The task — Your reply must consist of the data below, reproduced character for character.

Records for this exercise —
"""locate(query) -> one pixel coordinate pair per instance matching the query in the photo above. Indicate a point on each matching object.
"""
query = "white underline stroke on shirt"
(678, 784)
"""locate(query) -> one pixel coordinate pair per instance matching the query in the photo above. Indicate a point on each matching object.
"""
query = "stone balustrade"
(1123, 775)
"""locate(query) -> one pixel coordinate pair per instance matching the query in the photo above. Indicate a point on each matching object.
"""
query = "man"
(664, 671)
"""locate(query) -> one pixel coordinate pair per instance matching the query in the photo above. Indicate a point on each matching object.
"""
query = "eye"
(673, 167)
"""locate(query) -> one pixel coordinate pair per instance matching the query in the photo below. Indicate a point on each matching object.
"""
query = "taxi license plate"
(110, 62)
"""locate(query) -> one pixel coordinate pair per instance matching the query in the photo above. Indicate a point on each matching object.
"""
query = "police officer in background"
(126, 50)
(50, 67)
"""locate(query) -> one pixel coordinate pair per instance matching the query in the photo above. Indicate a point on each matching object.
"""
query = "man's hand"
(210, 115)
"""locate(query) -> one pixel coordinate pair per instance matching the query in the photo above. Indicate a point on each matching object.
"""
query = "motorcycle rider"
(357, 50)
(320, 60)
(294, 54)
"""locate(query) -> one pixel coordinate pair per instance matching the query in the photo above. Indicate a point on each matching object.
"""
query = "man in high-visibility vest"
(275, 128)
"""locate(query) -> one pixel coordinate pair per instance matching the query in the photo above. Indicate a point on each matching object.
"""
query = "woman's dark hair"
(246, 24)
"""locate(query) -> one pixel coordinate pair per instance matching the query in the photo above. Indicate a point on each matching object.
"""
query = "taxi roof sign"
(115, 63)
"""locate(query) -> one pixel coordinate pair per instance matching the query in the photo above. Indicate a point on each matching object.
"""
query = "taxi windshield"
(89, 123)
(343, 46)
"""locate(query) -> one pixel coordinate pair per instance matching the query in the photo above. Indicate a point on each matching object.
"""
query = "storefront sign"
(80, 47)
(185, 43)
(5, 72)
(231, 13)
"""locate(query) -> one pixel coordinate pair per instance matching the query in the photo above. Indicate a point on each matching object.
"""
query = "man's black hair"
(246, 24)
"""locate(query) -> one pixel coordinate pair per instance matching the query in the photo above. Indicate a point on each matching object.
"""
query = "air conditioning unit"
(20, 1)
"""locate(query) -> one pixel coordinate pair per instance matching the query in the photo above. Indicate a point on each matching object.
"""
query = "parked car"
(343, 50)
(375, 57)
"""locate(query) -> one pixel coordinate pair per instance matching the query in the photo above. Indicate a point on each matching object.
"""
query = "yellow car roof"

Answer to this task —
"""locate(query) -> one pixel coordinate pair per instance matching the query in the photo above. Indicate a point on each matching object.
"""
query = "white underline stroke on shirt"
(678, 784)
"""locate(query) -> one pixel coordinate pair per instance matching the query in the photo above. Indicate a point on each matching object.
"""
query = "stone balustrade"
(1123, 775)
"""locate(query) -> one pixel coordinate pair per instance matching the query in the photo above. Indicate a point on each matching object.
"""
query = "man"
(664, 671)
"""locate(query) -> one pixel coordinate pair per instance matching the query in the photo above. Indicate a point on each matching object.
"""
query = "eye"
(673, 167)
"""locate(query) -> one pixel coordinate pair per instance matching the query in the photo below. Indicate a point on each matching object.
"""
query = "taxi license plate"
(110, 62)
"""locate(query) -> one pixel coordinate pair per instance matching the query in the photo above. Indicate a point on each matching object.
"""
query = "police officer in background"
(126, 50)
(50, 67)
"""locate(query) -> one pixel coordinate pair per instance matching the query in the photo above. Indicate a point on each matching object.
"""
query = "man's hand"
(210, 115)
"""locate(query) -> one pixel coordinate pair per instance matching the query in the photo above. Indicate a point on each matching object.
"""
query = "motorcycle rider"
(357, 50)
(320, 60)
(294, 54)
"""locate(query) -> one pixel coordinate pair per instance matching the query in the photo above. Indicate a point on each matching object.
"""
query = "man in high-visibility vest"
(275, 128)
"""locate(query) -> one pixel coordinate pair per instance matching the query in the photo above. Indicate a point on each matching object.
"""
query = "woman's dark hair"
(246, 24)
"""locate(query) -> one pixel coordinate pair per instance matching the query in the photo above. Indicate a point on each matching object.
"""
query = "taxi roof sign"
(115, 63)
"""locate(query) -> one pixel coordinate pair per instance matching the query in the photo above. Indicate a point on each matching object.
"""
query = "taxi windshield"
(89, 123)
(343, 46)
"""locate(query) -> one pixel coordinate pair per instance matching the query in the photo above. Indicate a point on each matching object.
"""
query = "storefront sign"
(80, 47)
(185, 43)
(5, 72)
(231, 13)
"""locate(query) -> one pixel coordinate pair per instance matching the query in the photo above. Indicate a point on each matching object.
"""
query = "man's black hair"
(246, 24)
"""locate(query) -> one pixel coordinate pair per instance matching the query in the photo above. Indicate a point on each matching object.
"""
query = "air conditioning unit"
(20, 1)
"""locate(query) -> one pixel coordinate pair per instance matching the query in the photo above. Indicate a point on each matching object.
"""
query = "parked car"
(343, 50)
(375, 57)
"""locate(query) -> one pixel coordinate pair per instance matching the query in the photo above. Indicate a point on each matching object.
"""
query = "yellow car roof"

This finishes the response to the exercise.